Aim of the task → From the exchange on values and morality below, extract word for word the passage from "Your ideas about" up to and including "into wishful thinking.".

Provided passage →
[Ham]
Preference and intent are what guide human 
choices, not the evolution of Nature.  The point I was making, which you've 
quoted somewhat out of context, is that preference is man's response to 
perceived values and is proprietary to the individual subject.  Morality is 
the collective expression or consensus of individual (i.e., subjective) 
preferences.  WE are the agents who bring value into our world as evolving 
objects and events.

[Krimel]
The choice that are available and our ability to interact with them are
entirely the product of evolution and nature. Preferences for what is good
and bad relative to us as individuals are likewise the products of our
genetic heritage combined with present circumstances and our individual
histories. Morality is entirely about human interaction. It makes no sense
to talk about the morality of the universe or the morality of some
hypothetical isolated human being.

[Ham]
 Individuals don't "adopt collective evaluations" unless 
forced to do so by the church or state.  A collective doesn't sense value; 
it is the individual who perceives (realizes) value and chooses to act 
according to his preferences.  If anything, it's the collective which 
"adopts to" the subjective, not the other way around.  The individual, not 
society, is the world's choicemaker.

[Krimel]
Yes, we do indeed disagree completely here. It is flatly absurd to state the
we adopt collective evaluation only through the use of force. No society
could succeed that way. We are introduced into the values of our culture by
our parents who, in their desire to make copies of themselves, include as
part of that, instilling the values of the community. Without such values
human life would be impossible. The values of society are its intellectual
level. They are the shared understandings and experience of all who claim to
be one of us.

Individuals can certainly make personal decision that are at odds with
society but we become fully human only by participating in the shared
heritage of our community.

[Ham]
The values I'm talking about are moralistic or esthetic values like 
goodness, beauty, compassion, and justice.  Only human beings possess this 
kind of sensibility and the freedom to choose discriminately.  Without 
subjective awareness there would be no realization of value, nor a moral 
system to guide society.

[Krimel]
To the extent that our sense of moralistic or esthetic values are not
inherited, they are inculcated by participation in our social communities.
Your ideas about freedom of choice are both grandiose and untenable. That
freedom is mostly illusory. I am not free to see with my ears or to enjoy
eating poisons. In fact the more closely you examine any freedom at all, the
more it dissolves into wishful thinking.

[Lines from a collection]
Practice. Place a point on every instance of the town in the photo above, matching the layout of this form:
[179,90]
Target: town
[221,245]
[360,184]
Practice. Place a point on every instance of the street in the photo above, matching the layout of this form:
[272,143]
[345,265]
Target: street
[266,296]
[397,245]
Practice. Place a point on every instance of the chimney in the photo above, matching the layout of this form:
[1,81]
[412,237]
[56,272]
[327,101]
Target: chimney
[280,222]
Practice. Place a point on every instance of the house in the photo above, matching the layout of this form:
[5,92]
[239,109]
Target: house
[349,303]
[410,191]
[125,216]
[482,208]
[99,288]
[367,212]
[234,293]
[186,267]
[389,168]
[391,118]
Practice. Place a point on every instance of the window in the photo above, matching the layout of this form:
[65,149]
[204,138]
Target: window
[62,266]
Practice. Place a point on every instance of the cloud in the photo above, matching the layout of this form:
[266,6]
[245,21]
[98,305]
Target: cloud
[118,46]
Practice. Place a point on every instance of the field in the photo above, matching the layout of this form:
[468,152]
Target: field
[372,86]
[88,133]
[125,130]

Result of the exercise →
Your ideas about freedom of choice are both grandiose and untenable. That
freedom is mostly illusory. I am not free to see with my ears or to enjoy
eating poisons. In fact the more closely you examine any freedom at all, the
more it dissolves into wishful thinking.